TASK GOAL: Rewrite as a numbered list only the rows starting at the one containing "of the brown" and ending at the final row below, skipping any blank lines.

RECORDS FOR THE TASK:
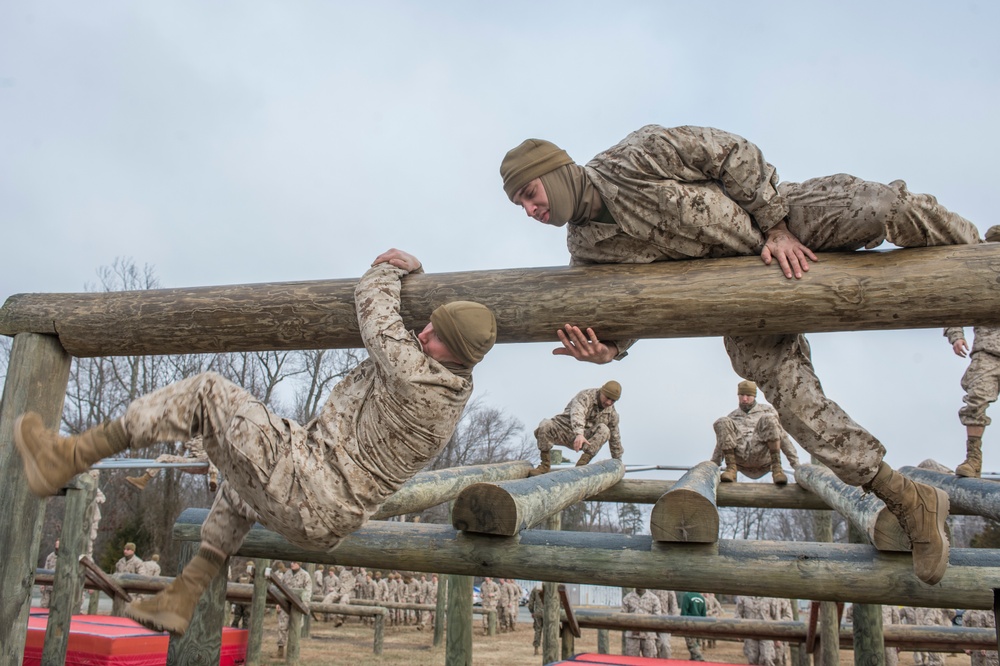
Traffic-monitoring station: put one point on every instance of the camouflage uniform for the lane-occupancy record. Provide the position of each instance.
(746, 434)
(317, 483)
(688, 192)
(46, 590)
(295, 579)
(764, 652)
(984, 620)
(981, 380)
(489, 592)
(668, 604)
(582, 416)
(641, 643)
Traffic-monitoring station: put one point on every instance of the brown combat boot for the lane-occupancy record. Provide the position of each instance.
(51, 460)
(973, 465)
(729, 474)
(139, 481)
(544, 466)
(921, 511)
(777, 474)
(171, 609)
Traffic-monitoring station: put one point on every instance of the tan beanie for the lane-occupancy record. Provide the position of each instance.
(531, 159)
(612, 390)
(468, 329)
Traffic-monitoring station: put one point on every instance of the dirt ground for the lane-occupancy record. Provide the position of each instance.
(352, 644)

COMPLETE OUTPUT:
1. Traffic-monitoring station: put one point on every instance of the brown combat boot for the lane-occupancy record. Provide the position of each instance.
2. (51, 460)
3. (973, 465)
4. (729, 474)
5. (139, 481)
6. (544, 466)
7. (921, 511)
8. (777, 474)
9. (171, 609)
10. Traffic-monitoring station: put one point on every instance of the tan beanie for the lane-occupancy record. Provide the position of each instance.
11. (531, 159)
12. (612, 390)
13. (468, 329)
14. Traffic-monitoring station: put one point on every instance of the dirt ground for the lane-occupancy record. Provide the position of each instance.
15. (352, 644)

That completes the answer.